● STUDY QUESTIONS:
**1.** According to the text on the young women's counselling service, in which area must young women live to receive its face-to-face counselling?
**2.** Continue the text on counselling for young women from where it stops.

● EXCERPT PROVIDED:
Young women's counselling service for those aged 13-18 years
Gives young women a regular and confidential space to talk about worries or problems they are experiencing. Talking things through in a confidential setting, with regular appointments over a period of time can often help young women gain new and different perspectives.
This can lead to changes in how they feel about themselves, their relationships with others, their thinking and their behaviour.
We offer a face to face counselling service for young women aged 14-18 residing in the Sefton area.
Many young women are struggling with how they feel. They are having problems with friends, family, school, college or work, they are anxious, depressed, angry or scared and need to talk to someone, but find it difficult to talk to people they know. Counselling can help them talk things through, support them without making them feel judged, and in confidence (unless they disclose that their personal safety is at risk). Counselling can make a positive difference to their lives.
How counselling can help young women
Counselling is the most common form of talking therapy, it can help young women deal with issues and events and the effects they are having on their mental wellbeing. Counselling could be recommended for young women who are basically healthy but who are struggling with a mental disorder such as depression or eating disorders; it can address problems with anxiety, bereavement; bullying, anger, relationships, low self-esteem, and self-harm. The counsellor will help explore the problem, the symptoms and strategies for coping.

● INFORMATION PROVIDED:
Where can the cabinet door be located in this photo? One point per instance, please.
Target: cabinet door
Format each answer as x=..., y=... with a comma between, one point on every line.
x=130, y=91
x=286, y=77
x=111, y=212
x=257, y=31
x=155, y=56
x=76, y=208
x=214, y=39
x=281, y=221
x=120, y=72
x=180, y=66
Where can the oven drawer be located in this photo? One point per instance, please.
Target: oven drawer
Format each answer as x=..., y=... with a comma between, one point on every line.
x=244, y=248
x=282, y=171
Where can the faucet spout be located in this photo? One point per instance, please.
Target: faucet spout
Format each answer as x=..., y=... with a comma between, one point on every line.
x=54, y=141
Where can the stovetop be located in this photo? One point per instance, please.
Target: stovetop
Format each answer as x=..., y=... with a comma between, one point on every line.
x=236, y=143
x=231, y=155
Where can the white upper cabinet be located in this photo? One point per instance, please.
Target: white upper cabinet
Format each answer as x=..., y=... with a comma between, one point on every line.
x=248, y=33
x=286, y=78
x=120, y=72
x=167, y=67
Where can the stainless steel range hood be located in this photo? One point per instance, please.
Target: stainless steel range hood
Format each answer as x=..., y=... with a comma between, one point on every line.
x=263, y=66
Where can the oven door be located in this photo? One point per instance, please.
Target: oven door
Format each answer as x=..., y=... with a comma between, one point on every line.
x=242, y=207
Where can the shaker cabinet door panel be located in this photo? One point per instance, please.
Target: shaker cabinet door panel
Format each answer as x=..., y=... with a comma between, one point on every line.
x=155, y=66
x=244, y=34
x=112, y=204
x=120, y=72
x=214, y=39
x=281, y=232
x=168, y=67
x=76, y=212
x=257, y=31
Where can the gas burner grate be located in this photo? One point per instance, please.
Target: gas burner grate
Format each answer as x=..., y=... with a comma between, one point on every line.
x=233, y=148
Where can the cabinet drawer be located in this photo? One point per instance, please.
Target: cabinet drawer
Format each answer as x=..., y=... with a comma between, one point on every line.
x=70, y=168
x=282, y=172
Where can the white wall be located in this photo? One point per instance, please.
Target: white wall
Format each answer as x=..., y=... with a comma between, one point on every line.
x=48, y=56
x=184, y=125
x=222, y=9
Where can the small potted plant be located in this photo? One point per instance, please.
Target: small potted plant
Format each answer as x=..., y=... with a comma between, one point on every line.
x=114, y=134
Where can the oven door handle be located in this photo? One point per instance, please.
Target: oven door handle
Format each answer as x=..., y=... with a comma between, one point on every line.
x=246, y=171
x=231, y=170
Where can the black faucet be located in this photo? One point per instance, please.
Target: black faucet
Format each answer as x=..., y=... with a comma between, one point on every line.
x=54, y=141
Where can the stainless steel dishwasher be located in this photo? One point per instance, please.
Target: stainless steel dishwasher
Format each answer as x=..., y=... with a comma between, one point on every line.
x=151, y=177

● WRITTEN ANSWERS:
**1.** The Sefton area.

**2.**
The different types of counselling we offer:
Person Centered Counselling: Person-centered counselling harnesses the individuals natural self-healing process. Given the right relationship with the therapist young women can decide what they want to do with their lives. Person-centered therapy develops personal growth in a non-directive way.
Cognitive Behavioural Therapy (CBT): The approach of CBT is about thinking more positively about life, looking at how you can get stuck in patterns of behaviour and ways of changing these rather than dwelling on past events. The therapist sets goals with young women, often with 'homework' to do in between.
Mindfulness: Mindfulness is often combined with CBT and helps young women to focus on difficult thoughts and feelings, rather than avoiding them, so that the fear of them gradually lessens. Therapists can also include meditation and breathing exercises.
Art Therapy: Art therapy can be used to help young women work in a reflective way, to move things along creatively. Using art in therapy can help to break down barriers in the therapeutic process that may feel difficult to put into words.